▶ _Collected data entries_
■ ■ ■ ■
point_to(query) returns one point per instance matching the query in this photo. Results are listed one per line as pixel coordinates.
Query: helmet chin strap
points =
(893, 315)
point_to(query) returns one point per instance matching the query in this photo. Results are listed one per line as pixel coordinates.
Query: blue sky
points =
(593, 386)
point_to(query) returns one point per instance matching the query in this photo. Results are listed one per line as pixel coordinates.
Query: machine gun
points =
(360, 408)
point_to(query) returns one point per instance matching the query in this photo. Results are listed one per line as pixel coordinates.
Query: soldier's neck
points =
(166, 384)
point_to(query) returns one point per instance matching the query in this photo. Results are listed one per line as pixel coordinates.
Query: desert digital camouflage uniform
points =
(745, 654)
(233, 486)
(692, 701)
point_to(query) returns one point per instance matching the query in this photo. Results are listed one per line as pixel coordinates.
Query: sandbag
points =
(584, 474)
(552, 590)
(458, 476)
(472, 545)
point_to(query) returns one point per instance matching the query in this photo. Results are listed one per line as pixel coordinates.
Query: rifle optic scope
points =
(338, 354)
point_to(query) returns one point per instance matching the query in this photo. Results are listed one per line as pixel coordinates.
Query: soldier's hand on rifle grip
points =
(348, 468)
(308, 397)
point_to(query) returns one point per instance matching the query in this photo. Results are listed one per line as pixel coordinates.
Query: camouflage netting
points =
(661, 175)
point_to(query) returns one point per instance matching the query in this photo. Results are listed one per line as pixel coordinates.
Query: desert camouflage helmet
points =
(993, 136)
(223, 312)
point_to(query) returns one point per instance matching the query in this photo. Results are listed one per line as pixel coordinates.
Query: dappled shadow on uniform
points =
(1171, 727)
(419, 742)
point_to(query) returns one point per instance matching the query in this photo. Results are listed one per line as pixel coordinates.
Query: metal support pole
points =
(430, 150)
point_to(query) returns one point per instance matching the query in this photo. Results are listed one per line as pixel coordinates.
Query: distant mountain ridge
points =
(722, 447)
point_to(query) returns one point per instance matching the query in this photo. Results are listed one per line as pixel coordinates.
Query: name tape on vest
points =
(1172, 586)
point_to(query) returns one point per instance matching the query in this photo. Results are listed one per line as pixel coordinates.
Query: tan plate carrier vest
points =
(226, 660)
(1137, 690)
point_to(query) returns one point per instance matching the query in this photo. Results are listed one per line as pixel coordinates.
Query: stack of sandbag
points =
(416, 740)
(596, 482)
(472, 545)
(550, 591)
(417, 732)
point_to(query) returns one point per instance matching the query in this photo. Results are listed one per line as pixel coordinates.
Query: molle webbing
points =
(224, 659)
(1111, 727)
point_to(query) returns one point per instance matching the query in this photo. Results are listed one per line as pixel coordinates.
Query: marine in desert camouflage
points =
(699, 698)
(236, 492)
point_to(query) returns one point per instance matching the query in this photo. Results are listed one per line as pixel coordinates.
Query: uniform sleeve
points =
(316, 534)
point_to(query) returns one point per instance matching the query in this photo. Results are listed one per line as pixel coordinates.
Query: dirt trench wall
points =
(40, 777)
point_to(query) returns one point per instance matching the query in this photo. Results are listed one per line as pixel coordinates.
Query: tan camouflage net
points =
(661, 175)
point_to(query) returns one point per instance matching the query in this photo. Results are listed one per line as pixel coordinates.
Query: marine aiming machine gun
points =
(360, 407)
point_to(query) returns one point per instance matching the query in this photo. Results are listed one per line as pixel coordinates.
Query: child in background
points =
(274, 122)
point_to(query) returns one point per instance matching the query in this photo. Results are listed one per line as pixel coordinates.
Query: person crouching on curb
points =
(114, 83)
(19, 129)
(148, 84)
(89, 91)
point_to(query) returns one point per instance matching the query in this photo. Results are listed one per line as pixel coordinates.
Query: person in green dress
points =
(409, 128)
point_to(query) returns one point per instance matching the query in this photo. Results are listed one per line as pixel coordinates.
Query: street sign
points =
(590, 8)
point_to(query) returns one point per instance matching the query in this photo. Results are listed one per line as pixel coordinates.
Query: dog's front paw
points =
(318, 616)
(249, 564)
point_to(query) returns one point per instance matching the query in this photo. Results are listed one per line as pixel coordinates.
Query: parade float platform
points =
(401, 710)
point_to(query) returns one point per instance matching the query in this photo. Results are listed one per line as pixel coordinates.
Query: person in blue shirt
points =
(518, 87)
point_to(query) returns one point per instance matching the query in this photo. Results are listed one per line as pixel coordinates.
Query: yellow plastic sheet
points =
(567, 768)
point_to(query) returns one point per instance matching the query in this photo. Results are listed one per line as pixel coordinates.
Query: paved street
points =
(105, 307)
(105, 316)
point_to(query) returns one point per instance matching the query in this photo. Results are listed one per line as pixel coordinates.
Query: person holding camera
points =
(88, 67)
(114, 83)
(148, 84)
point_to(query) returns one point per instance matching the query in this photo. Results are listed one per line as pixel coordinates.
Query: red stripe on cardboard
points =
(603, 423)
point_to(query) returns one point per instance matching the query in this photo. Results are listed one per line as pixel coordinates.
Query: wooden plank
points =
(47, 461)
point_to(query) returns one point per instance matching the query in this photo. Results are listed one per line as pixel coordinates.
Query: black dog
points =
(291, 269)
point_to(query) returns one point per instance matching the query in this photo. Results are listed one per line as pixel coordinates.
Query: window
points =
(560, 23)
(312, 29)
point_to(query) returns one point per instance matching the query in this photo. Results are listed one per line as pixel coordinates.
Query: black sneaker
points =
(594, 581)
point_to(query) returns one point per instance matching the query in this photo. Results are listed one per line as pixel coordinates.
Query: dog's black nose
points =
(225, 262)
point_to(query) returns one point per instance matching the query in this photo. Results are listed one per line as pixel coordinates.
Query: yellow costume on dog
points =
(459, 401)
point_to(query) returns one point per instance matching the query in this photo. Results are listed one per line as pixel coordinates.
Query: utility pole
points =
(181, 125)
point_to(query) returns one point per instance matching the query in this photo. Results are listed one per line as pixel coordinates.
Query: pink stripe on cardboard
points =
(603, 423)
■ ■ ■ ■
▶ _Short exercise_
Faithfully transcribe the whole of the data.

▶ _Right answer_
point_to(query) returns one point per instance matching the query in this photo. Results are listed one per line as pixel coordinates.
Query: helmet chin strap
points =
(893, 315)
point_to(query) returns one point per instance matching the query in this photo. Results are listed one per line as pixel coordinates.
Query: blue sky
points =
(593, 386)
point_to(query) returns one point per instance matching the query in this photo. Results are listed one per line as pixel coordinates.
Query: machine gun
points =
(360, 408)
point_to(query) returns one point per instance matching the query in this photo. Results are listed one per line as pixel coordinates.
Query: soldier's neck
points =
(166, 384)
point_to(query) returns one point per instance matching the query in this photo. Results are listed one per line as pixel coordinates.
Query: desert digital camouflage uniform
points =
(745, 654)
(233, 486)
(692, 701)
point_to(query) returns one point per instance matching the query in this photo. Results are listed one per line as pixel coordinates.
Query: sandbag
points =
(584, 474)
(552, 590)
(458, 476)
(472, 545)
point_to(query) returns one point per instance matching the query in this photo. Results are listed one per line as pixel coordinates.
Query: rifle optic scope
points =
(338, 354)
point_to(query) returns one point per instance matching the query in this photo. Results are listed one per line as pixel coordinates.
Query: soldier's hand on rifle grip
points =
(348, 468)
(308, 397)
point_to(query) returns one point per instance matching the query in this photo. Results are listed one per line as pixel coordinates.
Query: camouflage netting
points =
(661, 175)
point_to(query) returns one point per instance matching the query in this photo. Results are listed one per line as pixel coordinates.
Query: desert camouflage helmet
points =
(993, 136)
(223, 312)
point_to(query) returns one point per instance matching the query in this photo. Results are listed one per line as pixel coordinates.
Query: dappled shadow on uniform
points =
(1171, 727)
(419, 742)
point_to(query) returns one point per instance matching the query in this photo. Results are listed one per line as pixel coordinates.
Query: metal support pole
points =
(430, 150)
point_to(query) returns one point per instance matching the query in this photo. Results are listed one per line as pixel coordinates.
Query: distant mountain ridge
points =
(722, 447)
point_to(query) returns one point per instance matching the query in this photo. Results are listed one per line as pixel coordinates.
Query: name tape on vest
points =
(1172, 586)
point_to(query) returns one point per instance matching the query in this photo. Results are listed one per line as pixel coordinates.
Query: tan plate carrier vest
points =
(226, 660)
(1137, 690)
point_to(query) returns one point per instance matching the query in this photo. Results are listed one per line as pixel coordinates.
Query: stack of sandbag
points =
(416, 740)
(596, 482)
(472, 545)
(550, 591)
(417, 732)
point_to(query) returns one point per instance matching the query in this photo. Results are listed one per line as pixel coordinates.
Query: molle webbing
points =
(224, 659)
(1111, 727)
point_to(query) returns one point per instance matching the query in this photo. Results are listed one per line as pixel coordinates.
Query: marine in desert camouflage
points =
(699, 698)
(236, 492)
point_to(query) returns one point per instance matching the query in this photo. Results are listed one per line as pixel coordinates.
Query: uniform sleeve
points =
(316, 534)
point_to(query) returns one point per instance matching the query in this photo. Results are listed one per line as pixel coordinates.
Query: dirt trench wall
points =
(40, 777)
point_to(query) returns one point per instance matching the query in this photo. Results are listed one per line as pixel coordinates.
Query: tan camouflage net
points =
(661, 175)
point_to(query) returns one point per instance matching the query in this photo. Results are listed one per line as pixel coordinates.
Query: marine aiming machine gun
points =
(360, 407)
point_to(query) returns one point per instance matching the query in this photo. Results are listed one per line as pixel coordinates.
Query: child in background
points =
(274, 122)
point_to(query) returns one point per instance matching the query in this photo. Results are listed one per line as pixel coordinates.
Query: person crouching on curb
points =
(114, 83)
(19, 129)
(148, 84)
(89, 91)
point_to(query) returns one point per instance matching the query in this photo. Results are listed one per line as pixel coordinates.
Query: person in green dress
points =
(409, 128)
point_to(query) returns one point per instance matching the query in this photo. Results are listed one per line as pixel coordinates.
Query: street sign
points =
(590, 8)
point_to(query) returns one point per instance matching the query in this photo. Results are listed one per line as pixel coordinates.
Query: dog's front paw
points =
(318, 616)
(249, 564)
point_to(query) returns one point per instance matching the query in this photo. Results are listed one per line as pixel coordinates.
Query: parade float platform
points =
(401, 710)
point_to(query) returns one point per instance matching the query in this photo. Results are listed one per line as pixel coordinates.
Query: person in blue shirt
points =
(518, 87)
point_to(query) returns one point per instance matching the query in this photo. Results are listed one per line as pixel coordinates.
Query: yellow plastic sheet
points =
(567, 768)
point_to(query) returns one point per instance matching the query in this photo. Results are listed one per line as pixel coordinates.
Query: paved street
points =
(105, 307)
(105, 316)
point_to(query) returns one point per instance matching the query in this photo. Results are listed one per line as pixel coordinates.
Query: person holding camera
points =
(88, 67)
(114, 83)
(148, 84)
point_to(query) returns one point per instance matching the query in this photo. Results are listed one per line as pixel coordinates.
Query: red stripe on cardboard
points =
(603, 423)
point_to(query) returns one point per instance matching the query in this photo. Results are listed one per line as pixel coordinates.
Query: wooden plank
points =
(47, 461)
point_to(query) returns one point per instance matching the query in this photo. Results are listed one per line as pixel coordinates.
Query: black dog
points =
(291, 269)
point_to(query) returns one point per instance matching the query in this photo. Results are listed one per line as pixel coordinates.
Query: window
points =
(560, 23)
(312, 29)
point_to(query) returns one point per instance matching the query in this photo. Results are listed one per line as pixel coordinates.
Query: black sneaker
points =
(594, 581)
point_to(query) returns one point per instance matching the query in this photo. Results are listed one per line as pixel coordinates.
Query: dog's black nose
points =
(225, 262)
point_to(query) returns one point per instance matching the query in this photo. Results are listed one per line as pixel coordinates.
Query: yellow costume on dog
points =
(459, 401)
point_to(query) returns one point per instance matching the query in this photo. Results are listed one per line as pixel coordinates.
Query: utility pole
points =
(181, 125)
point_to(query) returns one point per instance matching the query in this photo. Results are listed one per line as pixel coordinates.
Query: pink stripe on cardboard
points =
(603, 423)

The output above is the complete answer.